INPUT DATA.
* * * * *
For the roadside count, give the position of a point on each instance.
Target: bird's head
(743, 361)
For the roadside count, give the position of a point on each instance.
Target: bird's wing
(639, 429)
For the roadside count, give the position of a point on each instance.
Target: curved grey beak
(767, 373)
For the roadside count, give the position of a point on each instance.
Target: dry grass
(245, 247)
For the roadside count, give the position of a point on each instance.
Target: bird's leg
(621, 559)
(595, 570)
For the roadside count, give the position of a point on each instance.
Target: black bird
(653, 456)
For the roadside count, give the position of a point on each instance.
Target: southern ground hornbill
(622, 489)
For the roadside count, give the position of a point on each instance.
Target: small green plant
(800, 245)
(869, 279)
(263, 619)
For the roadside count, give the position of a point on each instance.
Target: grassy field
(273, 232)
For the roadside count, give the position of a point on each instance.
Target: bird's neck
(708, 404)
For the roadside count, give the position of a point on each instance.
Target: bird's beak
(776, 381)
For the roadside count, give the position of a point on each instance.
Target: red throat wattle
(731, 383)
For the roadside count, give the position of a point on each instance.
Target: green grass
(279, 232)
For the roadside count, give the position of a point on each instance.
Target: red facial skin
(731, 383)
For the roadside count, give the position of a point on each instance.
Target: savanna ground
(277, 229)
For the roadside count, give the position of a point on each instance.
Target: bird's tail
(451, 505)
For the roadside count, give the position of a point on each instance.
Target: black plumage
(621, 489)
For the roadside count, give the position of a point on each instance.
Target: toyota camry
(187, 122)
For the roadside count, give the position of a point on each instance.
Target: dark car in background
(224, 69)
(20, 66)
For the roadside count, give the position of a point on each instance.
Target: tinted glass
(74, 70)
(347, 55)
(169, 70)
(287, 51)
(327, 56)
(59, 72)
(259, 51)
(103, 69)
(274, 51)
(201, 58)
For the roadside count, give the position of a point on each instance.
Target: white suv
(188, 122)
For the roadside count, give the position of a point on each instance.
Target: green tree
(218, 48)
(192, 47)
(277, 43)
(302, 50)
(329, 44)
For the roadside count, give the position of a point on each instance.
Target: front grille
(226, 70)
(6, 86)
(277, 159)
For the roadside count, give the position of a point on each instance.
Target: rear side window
* * * * *
EXERCISE REQUIREMENTS. Give back all the records exactly as they stand.

ANSWER TO THE PROBLEM.
For the roadside count, give the position of a point on each instance.
Target: bird's head
(743, 361)
For the roadside count, give the position of a point on each instance.
Target: bird's wing
(639, 429)
For the roadside count, give the position of a point on each instance.
Target: curved grey beak
(767, 373)
For the roadside count, give the position of a point on each instance.
Target: dry grass
(245, 247)
For the roadside count, give the position of a point on each instance.
Target: bird's leg
(621, 559)
(595, 570)
For the roadside count, give the position of a point on each instance.
Target: black bird
(653, 456)
For the roadside count, give the position of a point on each instance.
Target: southern ground hornbill
(622, 489)
For the roadside count, give the position of a point on each instance.
Target: small green plant
(800, 245)
(869, 279)
(263, 619)
For the roadside count, give the position of a point on each instance.
Target: grassy field
(273, 232)
For the roadside count, give the position of a point on each instance.
Target: bird's neck
(708, 404)
For the roadside count, give the position of a point on each instance.
Target: bird's beak
(776, 381)
For the roadside count, give the position of a point on each instance.
Target: red throat wattle
(731, 383)
For the roadside count, give the position of a point on each instance.
Target: green grass
(279, 232)
For the roadside count, give the position of a point on each instance.
Target: red facial skin
(731, 383)
For the roadside count, give the position of a point on each instance.
Target: savanna ground
(277, 229)
For the roadside count, give the position of a point on each instance.
Target: bird's tail
(451, 505)
For the roadside count, give the position of a point on each instance.
Target: black plumage
(621, 489)
For the roadside count, give the position of a point on each instance.
Target: toyota camry
(187, 122)
For the roadside count, give the position of a point on each instance.
Target: dark car in background
(224, 69)
(20, 66)
For the roadside count, give the position of a point on each instance.
Target: tinted glass
(74, 70)
(347, 55)
(169, 70)
(287, 51)
(327, 56)
(59, 72)
(259, 51)
(103, 69)
(274, 51)
(201, 58)
For the roadside count, give the position of a point on each instance.
Target: white suv
(188, 122)
For the roadside count, give the position of a point on each instance.
Target: green tree
(218, 48)
(192, 47)
(277, 43)
(302, 50)
(329, 44)
For the roadside count, give the position of a point on each instance.
Target: front grille
(226, 70)
(6, 86)
(277, 159)
For the roadside count, give the position of a point on each instance.
Target: rear side window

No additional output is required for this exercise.